◆ **Exercise aim**: Transcribe the stretch of the post on comparing yourself to others that runs from "But where will" up to and including "AND GUESS WHAT!?", word for word.

◆ **Extract provided**:
++++++++++
Everyone around me seems to be running ahead, having the time of their life, whilst I feel like I'm stuck in the same position, my feet firmly cemented in the ground, left hoping people will wait for me to finish what I'm doing so I can free my feet and catch up to them!
I hate feeling as if I'm not quite as good/funny/pretty/clever/(fill_in_the_blank) as other people, but I sometimes find myself comparing myself to others, wondering If i'm making the right life choices, why am I not doing the same things? Why don't I look like that, why don't I think like that etc. etc.
Then I saw this wonderful quote and remembered, I'm only human;
|Teddy Roosevelt, who knew he was so deep?|
It's normal for us all to have those moments where we wonder why we're not having the same success or lifestyle or whatever as another person.
But where will comparing yourself to another person get you? Absolutely NOWHERE!
Every individual is exactly that, individual. No two people on this earth will be exactly the same. I mean, even identical twins will have some differences in their likes/dislikes and lifestyles, right!?
Therefore we should stop comparing ourselves to other people, because they are nothing like us, and thats the brilliant thing!
We should just be happy with ourselves, and I truly, wholeheartedly believe that you can not expect another human being to love you, until you learn to love yourself.....
(in a non-egotistical way, mind. Let's not get all Kanye)
But yeah, give yourselves a biiiiiiigggg huggggggg...
now deep breath.........and release
OH AND GUESS WHAT!?
Remember I told you I had a job interview at Liverpool hospital? Well I didn't get the initial full time Audiology position, but I got a phone call this morning from the lady who interviewed me, and she offered me another position!
She said that I didn't get the full time job purely because I didn't have as much experience as the successful candidate*
but one of the Audiologists will be leaving to have a baby in sept, so I've been offered her maternity cover!
I is happy that I's gots a job! Even if it's temporary, monies is monies, and experience is experience! But it wont start until after I graduate (July).
*I hate when they say you didn't get the job because of lack of experience. What kind of vicious circle is this!? How can I get experience if you won't give me the chance to earn any!?!
Have any of you guys got any exciting job prospects coming up? pray do tell!
++++++++++
◆ **Dataset**:
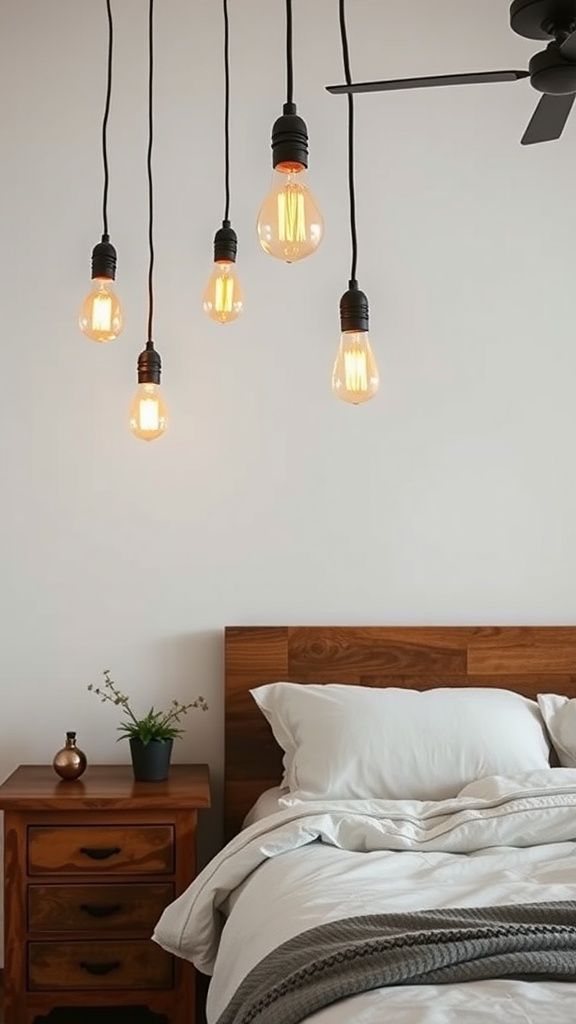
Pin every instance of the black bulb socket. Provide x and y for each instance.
(289, 138)
(354, 310)
(150, 366)
(225, 244)
(104, 259)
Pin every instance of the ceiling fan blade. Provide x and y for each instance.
(548, 119)
(568, 47)
(474, 78)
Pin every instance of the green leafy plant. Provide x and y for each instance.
(158, 725)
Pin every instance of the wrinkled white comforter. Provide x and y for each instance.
(501, 841)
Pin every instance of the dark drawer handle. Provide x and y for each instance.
(100, 909)
(104, 968)
(99, 852)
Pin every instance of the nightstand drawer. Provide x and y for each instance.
(101, 908)
(86, 849)
(70, 966)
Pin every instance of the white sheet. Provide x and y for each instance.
(502, 841)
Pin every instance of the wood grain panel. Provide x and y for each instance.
(65, 966)
(528, 659)
(97, 907)
(88, 849)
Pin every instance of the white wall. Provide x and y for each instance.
(449, 499)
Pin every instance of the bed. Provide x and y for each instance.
(401, 813)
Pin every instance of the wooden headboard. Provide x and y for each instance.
(526, 658)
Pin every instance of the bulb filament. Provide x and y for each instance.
(291, 214)
(223, 298)
(101, 312)
(356, 370)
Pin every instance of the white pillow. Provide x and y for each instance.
(354, 742)
(560, 718)
(268, 803)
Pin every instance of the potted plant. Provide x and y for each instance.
(152, 736)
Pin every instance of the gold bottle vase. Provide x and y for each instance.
(70, 762)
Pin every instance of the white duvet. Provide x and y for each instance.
(503, 840)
++++++++++
◆ **Reply**:
But where will comparing yourself to another person get you? Absolutely NOWHERE!
Every individual is exactly that, individual. No two people on this earth will be exactly the same. I mean, even identical twins will have some differences in their likes/dislikes and lifestyles, right!?
Therefore we should stop comparing ourselves to other people, because they are nothing like us, and thats the brilliant thing!
We should just be happy with ourselves, and I truly, wholeheartedly believe that you can not expect another human being to love you, until you learn to love yourself.....
(in a non-egotistical way, mind. Let's not get all Kanye)
But yeah, give yourselves a biiiiiiigggg huggggggg...
now deep breath.........and release
OH AND GUESS WHAT!?